Exercise objective:
Please tally the lines below that contain the string "query", where case counts, and give only the number.

++++ Material shown ++++

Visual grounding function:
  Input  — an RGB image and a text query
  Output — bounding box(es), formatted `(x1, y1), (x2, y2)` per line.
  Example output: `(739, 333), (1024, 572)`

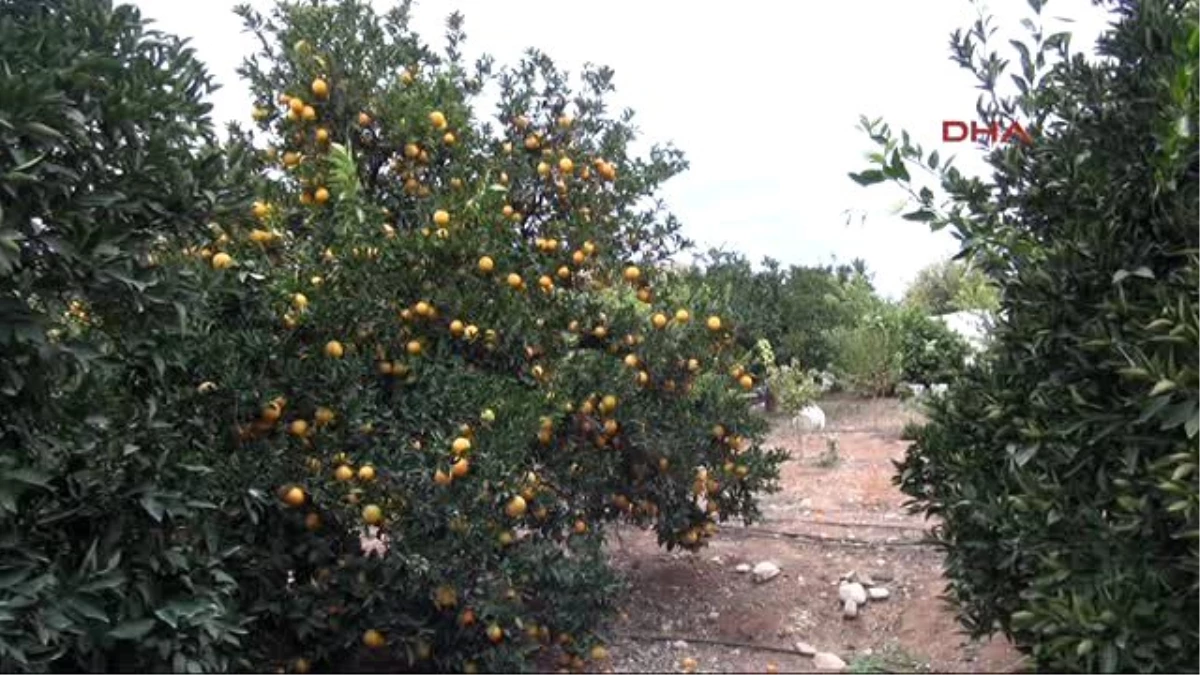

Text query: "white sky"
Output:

++++

Task response:
2